→ Natural language region descriptions:
------------------------------

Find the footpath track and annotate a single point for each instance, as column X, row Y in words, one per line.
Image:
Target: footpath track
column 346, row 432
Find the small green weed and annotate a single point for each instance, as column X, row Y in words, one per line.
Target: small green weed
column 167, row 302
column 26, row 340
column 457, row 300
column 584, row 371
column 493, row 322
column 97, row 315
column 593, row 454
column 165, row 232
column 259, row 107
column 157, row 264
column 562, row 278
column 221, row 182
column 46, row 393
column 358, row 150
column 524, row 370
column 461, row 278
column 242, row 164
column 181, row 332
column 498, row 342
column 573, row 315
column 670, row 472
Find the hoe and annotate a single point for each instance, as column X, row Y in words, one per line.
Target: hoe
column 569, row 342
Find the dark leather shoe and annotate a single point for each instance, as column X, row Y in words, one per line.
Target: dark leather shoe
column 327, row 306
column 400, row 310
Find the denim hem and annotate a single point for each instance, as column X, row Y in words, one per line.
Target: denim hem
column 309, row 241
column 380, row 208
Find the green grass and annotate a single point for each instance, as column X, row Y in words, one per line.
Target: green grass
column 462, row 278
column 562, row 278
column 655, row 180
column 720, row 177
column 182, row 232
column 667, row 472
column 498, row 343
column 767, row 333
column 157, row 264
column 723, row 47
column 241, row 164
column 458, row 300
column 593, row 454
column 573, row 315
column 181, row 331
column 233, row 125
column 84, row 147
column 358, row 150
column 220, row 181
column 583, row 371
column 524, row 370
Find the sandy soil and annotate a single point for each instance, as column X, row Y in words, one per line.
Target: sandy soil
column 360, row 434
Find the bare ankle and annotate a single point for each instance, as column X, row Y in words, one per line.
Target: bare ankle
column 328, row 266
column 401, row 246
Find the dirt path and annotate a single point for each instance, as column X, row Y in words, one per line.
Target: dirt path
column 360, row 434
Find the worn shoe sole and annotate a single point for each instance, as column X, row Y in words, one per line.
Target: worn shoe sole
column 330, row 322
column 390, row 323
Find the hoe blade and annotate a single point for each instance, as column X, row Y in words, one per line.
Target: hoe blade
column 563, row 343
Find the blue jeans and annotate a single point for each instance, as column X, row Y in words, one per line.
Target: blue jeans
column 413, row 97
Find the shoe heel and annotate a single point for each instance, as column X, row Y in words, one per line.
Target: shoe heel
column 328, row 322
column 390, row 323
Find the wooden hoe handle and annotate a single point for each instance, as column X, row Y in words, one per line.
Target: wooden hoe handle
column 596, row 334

------------------------------

→ Requirement: Exactly the lines from the one containing "Target: hoe blade" to the last line of the entries above must be duplicated, with both of those lines included and nothing more.

→ Reply:
Target: hoe blade
column 563, row 343
Find the blue jeans and annotate a single point for each instance, as column X, row Y in words, one per line.
Target: blue jeans
column 413, row 97
Find the shoe heel and annotate a single point for each instance, as column X, row Y in words, one per line.
Target: shoe heel
column 328, row 322
column 390, row 323
Find the wooden hoe handle and annotate a single point for each instance, as column X, row Y in words, one per line.
Target: wooden hoe handle
column 596, row 334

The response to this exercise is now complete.